Instruction:
Show every line of the rows below that contains the string "exact". Case counts.

*** Data for analysis ***

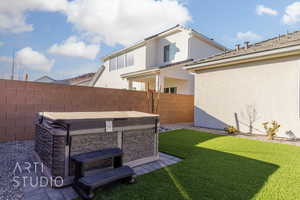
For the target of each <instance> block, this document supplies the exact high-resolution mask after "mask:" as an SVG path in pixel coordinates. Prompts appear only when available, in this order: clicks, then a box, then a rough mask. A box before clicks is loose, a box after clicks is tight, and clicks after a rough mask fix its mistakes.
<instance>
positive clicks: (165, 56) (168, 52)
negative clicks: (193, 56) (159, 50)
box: [163, 44, 170, 63]
mask: <svg viewBox="0 0 300 200" xmlns="http://www.w3.org/2000/svg"><path fill="white" fill-rule="evenodd" d="M163 58H164V62H165V63H166V62H170V44H168V45H165V46H164V48H163Z"/></svg>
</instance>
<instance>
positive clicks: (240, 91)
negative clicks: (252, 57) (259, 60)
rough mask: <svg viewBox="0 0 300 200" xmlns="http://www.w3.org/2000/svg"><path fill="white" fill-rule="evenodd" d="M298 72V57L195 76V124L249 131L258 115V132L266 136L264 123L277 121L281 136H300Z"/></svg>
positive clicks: (253, 127) (217, 69)
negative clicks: (226, 127) (288, 133)
mask: <svg viewBox="0 0 300 200" xmlns="http://www.w3.org/2000/svg"><path fill="white" fill-rule="evenodd" d="M299 71H300V65H299V58H298V57H289V58H284V59H274V60H271V61H260V62H254V63H250V64H242V65H236V66H232V67H228V68H219V69H214V70H206V71H202V72H201V73H199V74H197V75H196V77H195V125H196V126H203V127H209V128H224V126H226V125H234V126H237V125H238V126H239V127H240V130H241V131H242V132H249V129H250V128H249V124H250V122H249V121H250V120H249V119H250V118H253V117H254V116H255V120H254V122H253V132H255V133H262V134H264V133H265V132H264V130H263V127H262V123H263V122H266V121H271V120H276V121H277V122H279V123H280V125H281V128H280V132H279V134H278V135H279V136H284V137H287V134H286V133H287V132H290V133H291V132H292V133H293V134H295V135H297V137H300V119H299V118H300V114H299ZM254 109H255V110H256V113H257V114H256V115H255V114H253V113H254V112H253V110H254ZM235 113H236V117H235ZM249 116H250V117H249ZM236 118H237V120H236ZM252 121H253V120H252Z"/></svg>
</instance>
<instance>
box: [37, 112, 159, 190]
mask: <svg viewBox="0 0 300 200" xmlns="http://www.w3.org/2000/svg"><path fill="white" fill-rule="evenodd" d="M158 127H159V116H158V115H155V114H148V113H142V112H135V111H126V112H59V113H58V112H43V113H39V114H38V120H37V122H36V137H35V152H36V155H37V157H38V159H39V160H40V161H41V162H42V163H43V164H44V173H45V174H46V175H47V176H48V177H51V178H52V179H53V178H55V177H62V178H63V183H64V184H63V185H68V184H71V183H72V180H73V175H74V166H73V163H71V161H70V157H71V156H73V155H76V154H80V153H86V152H91V151H97V150H101V149H106V148H114V147H118V148H121V149H122V150H123V163H124V164H125V165H129V166H131V167H134V166H137V165H141V164H144V163H148V162H152V161H155V160H157V159H159V157H158V156H159V154H158ZM110 165H111V161H110V160H107V161H105V162H102V163H95V164H94V166H90V168H91V169H92V168H93V169H94V168H95V167H96V168H97V167H99V168H103V167H109V166H110Z"/></svg>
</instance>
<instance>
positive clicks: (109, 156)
mask: <svg viewBox="0 0 300 200" xmlns="http://www.w3.org/2000/svg"><path fill="white" fill-rule="evenodd" d="M122 154H123V152H122V150H121V149H119V148H110V149H104V150H101V151H93V152H88V153H82V154H78V155H75V156H72V160H73V161H74V162H76V163H84V164H86V163H90V162H94V161H99V160H104V159H108V158H114V157H121V156H122Z"/></svg>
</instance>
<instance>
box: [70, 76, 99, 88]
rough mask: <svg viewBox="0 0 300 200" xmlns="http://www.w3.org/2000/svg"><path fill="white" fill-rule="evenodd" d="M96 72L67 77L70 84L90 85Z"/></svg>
mask: <svg viewBox="0 0 300 200" xmlns="http://www.w3.org/2000/svg"><path fill="white" fill-rule="evenodd" d="M94 75H95V73H87V74H83V75H79V76H76V77H73V78H69V79H65V81H67V82H68V83H69V84H70V85H78V86H89V85H90V82H91V80H92V79H93V77H94Z"/></svg>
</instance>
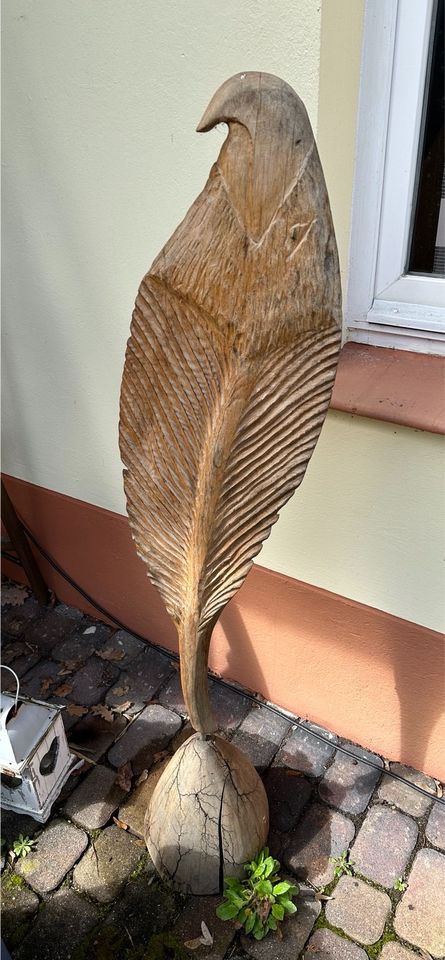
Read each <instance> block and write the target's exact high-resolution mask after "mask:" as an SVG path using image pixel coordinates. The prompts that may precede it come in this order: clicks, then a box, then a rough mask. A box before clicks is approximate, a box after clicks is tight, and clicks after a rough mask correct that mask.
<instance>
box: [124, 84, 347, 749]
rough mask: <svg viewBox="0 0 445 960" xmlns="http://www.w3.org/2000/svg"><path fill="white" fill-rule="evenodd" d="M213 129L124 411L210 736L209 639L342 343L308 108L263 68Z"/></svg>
mask: <svg viewBox="0 0 445 960" xmlns="http://www.w3.org/2000/svg"><path fill="white" fill-rule="evenodd" d="M221 122H224V123H227V124H228V128H229V132H228V136H227V139H226V141H225V143H224V144H223V146H222V148H221V151H220V155H219V157H218V160H217V161H216V163H215V164H214V166H213V167H212V170H211V171H210V175H209V179H208V181H207V183H206V185H205V187H204V190H203V191H202V193H201V194H200V195H199V196H198V197H197V199H196V200H195V202H194V204H193V205H192V206H191V208H190V210H189V211H188V213H187V214H186V216H185V218H184V220H183V221H182V223H181V224H180V225H179V227H178V228H177V229H176V230H175V232H174V233H173V235H172V237H171V238H170V240H169V241H168V242H167V243H166V245H165V246H164V248H163V249H162V250H161V252H160V254H159V255H158V256H157V258H156V259H155V261H154V263H153V265H152V267H151V268H150V270H149V271H148V273H147V274H146V276H145V277H144V279H143V280H142V283H141V286H140V288H139V293H138V296H137V299H136V305H135V309H134V314H133V320H132V324H131V336H130V339H129V341H128V346H127V353H126V359H125V369H124V375H123V380H122V392H121V418H120V448H121V455H122V460H123V462H124V464H125V467H126V469H125V470H124V485H125V492H126V497H127V510H128V515H129V519H130V525H131V531H132V535H133V538H134V540H135V543H136V548H137V551H138V554H139V556H140V557H141V558H142V559H143V560H144V562H145V563H146V565H147V572H148V576H149V578H150V580H151V582H152V583H153V584H154V585H155V586H156V587H157V589H158V590H159V592H160V594H161V596H162V598H163V600H164V602H165V605H166V607H167V610H168V612H169V614H170V616H171V617H172V619H173V620H174V622H175V624H176V626H177V629H178V635H179V643H180V655H181V680H182V686H183V691H184V697H185V700H186V704H187V707H188V711H189V714H190V718H191V721H192V724H193V726H194V727H195V729H196V730H200V731H202V732H205V733H210V732H212V731H213V730H214V729H215V724H214V722H213V718H212V714H211V710H210V705H209V700H208V692H207V658H208V648H209V642H210V636H211V632H212V629H213V627H214V625H215V623H216V621H217V619H218V617H219V615H220V613H221V611H222V609H223V607H224V606H225V605H226V603H227V602H228V601H229V600H230V599H231V597H232V596H233V595H234V593H235V592H236V591H237V590H238V588H239V587H240V586H241V584H242V583H243V581H244V579H245V577H246V576H247V573H248V572H249V570H250V568H251V566H252V562H253V558H254V557H255V556H256V555H257V554H258V552H259V550H260V549H261V545H262V543H263V540H264V539H265V538H266V537H267V536H268V535H269V533H270V529H271V527H272V524H273V523H275V521H276V520H277V519H278V511H279V510H280V508H281V507H282V506H283V504H284V503H285V502H286V501H287V500H288V499H289V497H291V496H292V494H293V492H294V491H295V489H296V487H298V485H299V484H300V483H301V481H302V479H303V476H304V473H305V471H306V467H307V464H308V462H309V459H310V457H311V455H312V453H313V450H314V447H315V444H316V442H317V439H318V435H319V433H320V430H321V427H322V424H323V421H324V418H325V415H326V412H327V409H328V405H329V399H330V395H331V391H332V386H333V381H334V377H335V369H336V364H337V359H338V352H339V348H340V337H341V291H340V278H339V268H338V258H337V250H336V243H335V236H334V230H333V225H332V219H331V214H330V209H329V201H328V197H327V192H326V187H325V183H324V178H323V173H322V169H321V165H320V161H319V157H318V153H317V148H316V145H315V141H314V137H313V134H312V130H311V127H310V123H309V120H308V117H307V113H306V110H305V108H304V106H303V104H302V102H301V100H300V99H299V97H298V96H297V95H296V93H295V92H294V91H293V90H292V89H291V87H289V86H288V85H287V84H286V83H284V81H282V80H279V79H278V78H277V77H274V76H271V75H270V74H264V73H244V74H237V75H236V76H235V77H232V78H231V79H230V80H228V81H227V82H226V83H224V84H223V85H222V86H221V87H220V88H219V90H218V91H217V92H216V94H215V96H214V97H213V99H212V100H211V102H210V104H209V106H208V108H207V110H206V111H205V113H204V116H203V118H202V120H201V122H200V124H199V126H198V131H201V132H205V131H207V130H210V129H211V128H212V127H214V126H215V124H217V123H221Z"/></svg>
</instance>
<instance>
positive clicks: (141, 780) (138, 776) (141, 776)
mask: <svg viewBox="0 0 445 960" xmlns="http://www.w3.org/2000/svg"><path fill="white" fill-rule="evenodd" d="M147 777H148V770H143V771H142V773H140V774H139V776H138V778H137V780H136V781H135V784H134V785H135V787H138V786H139V785H140V784H141V783H143V782H144V780H146V779H147Z"/></svg>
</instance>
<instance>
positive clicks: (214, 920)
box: [172, 897, 236, 960]
mask: <svg viewBox="0 0 445 960" xmlns="http://www.w3.org/2000/svg"><path fill="white" fill-rule="evenodd" d="M221 902H222V901H221V897H192V898H191V899H190V900H188V901H187V903H186V905H185V908H184V910H183V912H182V915H181V916H180V918H179V920H177V921H176V923H175V925H174V927H173V930H172V933H173V936H175V937H176V938H177V940H178V941H179V943H185V941H186V940H194V939H195V938H196V937H200V936H202V930H201V922H202V921H204V923H205V924H207V927H208V928H209V930H210V931H211V933H212V936H213V946H212V947H204V946H200V947H199V949H198V950H197V951H195V954H196V955H197V956H199V957H209V958H211V960H224V957H225V955H226V952H227V950H228V949H229V946H230V944H231V943H232V941H233V940H234V939H235V936H236V929H235V927H234V926H233V924H231V923H227V921H224V920H219V919H218V917H217V916H216V914H215V910H216V908H217V906H218V904H220V903H221ZM190 956H192V951H190Z"/></svg>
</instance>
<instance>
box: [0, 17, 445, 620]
mask: <svg viewBox="0 0 445 960" xmlns="http://www.w3.org/2000/svg"><path fill="white" fill-rule="evenodd" d="M3 17H4V43H5V57H4V63H3V66H4V71H5V81H4V98H5V103H6V106H5V117H4V142H5V146H4V175H5V188H4V197H5V199H4V263H5V280H4V314H3V316H4V347H3V358H4V374H3V384H4V398H5V399H4V448H3V469H4V470H5V471H6V472H8V473H10V474H12V475H14V476H18V477H21V478H23V479H26V480H30V481H32V482H33V483H36V484H40V485H42V486H46V487H49V488H51V489H53V490H58V491H60V492H62V493H66V494H69V495H70V496H72V497H77V498H79V499H82V500H86V501H89V502H91V503H95V504H98V505H101V506H104V507H107V508H108V509H110V510H113V511H116V512H121V513H122V512H124V509H125V508H124V500H123V494H122V486H121V467H120V462H119V457H118V451H117V415H118V397H119V385H120V377H121V371H122V363H123V353H124V347H125V341H126V338H127V336H128V326H129V318H130V314H131V310H132V304H133V301H134V296H135V292H136V289H137V286H138V283H139V281H140V279H141V276H142V274H143V273H144V271H145V270H146V269H147V267H148V265H149V264H150V262H151V260H152V259H153V257H154V255H155V254H156V253H157V251H158V250H159V248H160V247H161V245H162V244H163V243H164V241H165V240H166V239H167V237H168V236H169V235H170V234H171V232H172V230H173V229H174V227H175V226H176V224H177V223H178V221H179V220H180V218H181V217H182V216H183V214H184V213H185V211H186V209H187V208H188V206H189V204H190V203H191V202H192V200H193V199H194V197H195V196H196V194H197V192H198V191H199V190H200V188H201V187H202V185H203V183H204V181H205V178H206V176H207V173H208V170H209V168H210V166H211V163H212V162H213V160H214V159H215V157H216V154H217V152H218V148H219V144H220V142H221V138H222V136H223V131H214V132H212V133H211V134H207V135H206V136H198V135H197V134H195V132H194V129H195V126H196V123H197V121H198V119H199V117H200V114H201V112H202V111H203V109H204V107H205V105H206V103H207V101H208V100H209V98H210V96H211V94H212V93H213V92H214V90H215V89H216V87H217V86H218V85H219V84H220V83H221V82H222V81H223V80H224V79H225V78H226V77H227V76H230V75H231V74H232V73H235V72H237V71H239V70H242V69H258V68H259V69H262V70H266V71H270V72H273V73H278V74H279V75H281V76H283V77H284V79H286V80H287V81H288V82H289V83H291V84H292V85H293V86H294V87H295V89H296V90H297V91H298V93H299V94H300V95H301V96H302V98H303V99H304V101H305V102H306V105H307V107H308V111H309V114H310V117H311V120H312V123H313V125H314V129H315V131H316V133H317V139H318V143H319V147H320V154H321V157H322V161H323V164H324V167H325V172H326V179H327V182H328V187H329V191H330V196H331V204H332V209H333V215H334V221H335V224H336V230H337V236H338V243H339V249H340V257H341V263H342V274H343V277H344V275H345V271H346V267H347V249H348V235H349V219H350V206H351V190H352V175H353V160H354V136H355V115H356V103H357V91H358V73H359V63H360V42H361V39H360V38H361V19H362V2H361V0H324V2H323V3H322V4H320V3H318V4H317V3H314V0H280V2H278V0H275V2H272V3H259V2H256V0H241V2H240V0H226V2H224V3H223V4H221V3H220V2H219V0H194V2H193V3H190V2H187V0H181V2H180V0H169V2H168V3H160V2H158V0H152V2H148V0H127V2H126V3H122V2H121V0H94V3H91V0H77V2H76V3H72V2H69V0H57V2H55V0H40V2H39V3H38V4H37V3H35V2H31V0H5V2H4V4H3ZM439 448H440V441H439V439H438V438H437V437H433V436H429V435H426V434H419V433H416V432H415V431H410V430H403V429H399V428H395V427H393V426H391V425H385V424H377V423H375V422H373V421H367V420H360V419H357V418H356V419H352V418H348V417H346V416H344V415H340V414H334V413H331V414H330V415H329V417H328V421H327V424H326V427H325V429H324V432H323V435H322V439H321V440H320V444H319V447H318V448H317V450H316V453H315V455H314V459H313V462H312V464H311V466H310V468H309V471H308V475H307V478H306V480H305V483H304V485H303V487H302V488H301V490H300V492H299V494H298V495H297V496H296V497H295V498H294V499H293V500H292V501H291V502H290V503H289V504H288V505H287V507H286V509H285V510H284V511H283V515H282V517H281V519H280V521H279V523H278V524H277V526H276V527H275V528H274V531H273V534H272V537H271V538H270V540H269V541H268V543H267V544H266V545H265V548H264V550H263V552H262V554H261V555H260V557H259V561H260V562H261V564H263V565H265V566H267V567H269V568H270V569H274V570H278V571H280V572H283V573H286V574H288V575H290V576H293V577H297V578H300V579H302V580H304V581H307V582H309V583H314V584H317V585H319V586H322V587H325V588H326V589H328V590H334V591H337V592H339V593H341V594H343V595H345V596H348V597H351V598H353V599H356V600H359V601H362V602H363V603H367V604H371V605H373V606H376V607H379V608H381V609H383V610H386V611H388V612H390V613H394V614H397V615H398V616H400V617H405V618H408V619H412V620H415V621H417V622H419V623H422V624H425V625H427V626H431V627H433V628H435V629H440V626H441V622H442V612H443V611H442V601H441V591H440V589H438V582H437V580H438V576H437V569H438V558H439V553H440V546H441V544H440V524H439V520H440V518H441V517H442V512H443V511H442V501H441V489H440V483H439V481H438V479H437V478H438V472H437V471H438V470H439V467H438V458H439Z"/></svg>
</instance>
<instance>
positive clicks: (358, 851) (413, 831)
mask: <svg viewBox="0 0 445 960" xmlns="http://www.w3.org/2000/svg"><path fill="white" fill-rule="evenodd" d="M417 834H418V830H417V824H416V822H415V821H414V820H412V818H411V817H407V816H405V814H403V813H399V812H398V810H391V809H389V807H385V806H383V805H382V804H375V806H373V807H371V808H370V810H368V813H367V814H366V817H365V819H364V821H363V824H362V826H361V827H360V830H359V832H358V835H357V839H356V841H355V843H354V845H353V847H352V851H351V861H352V863H353V864H354V869H355V870H356V871H357V872H358V873H362V874H363V875H364V876H365V877H369V879H370V880H374V881H375V882H376V883H380V884H381V885H382V887H393V886H394V881H395V880H397V877H402V876H403V874H404V871H405V867H406V864H407V863H408V860H409V858H410V856H411V853H412V851H413V850H414V847H415V844H416V841H417Z"/></svg>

*** End of Data for analysis ***

Solution for this problem:
For the target of each <instance> block, this document supplies the exact high-resolution mask after "mask:" as an SVG path in pixel coordinates. Prompts appear only when available, in this order: clicks, then a box, then a rough mask. A box before clicks is loose, a box after clicks is tight, and clicks after a rough mask fix its mistakes.
Read each <instance> block and write the target's exact high-resolution mask after "mask:" as an SVG path using image pixel coordinates. The prompts that may precede it come in this order: clicks, then a box, then a rough mask. A box before clicks is approximate, a box after clicks is tight, and clicks after a rough mask correct that mask.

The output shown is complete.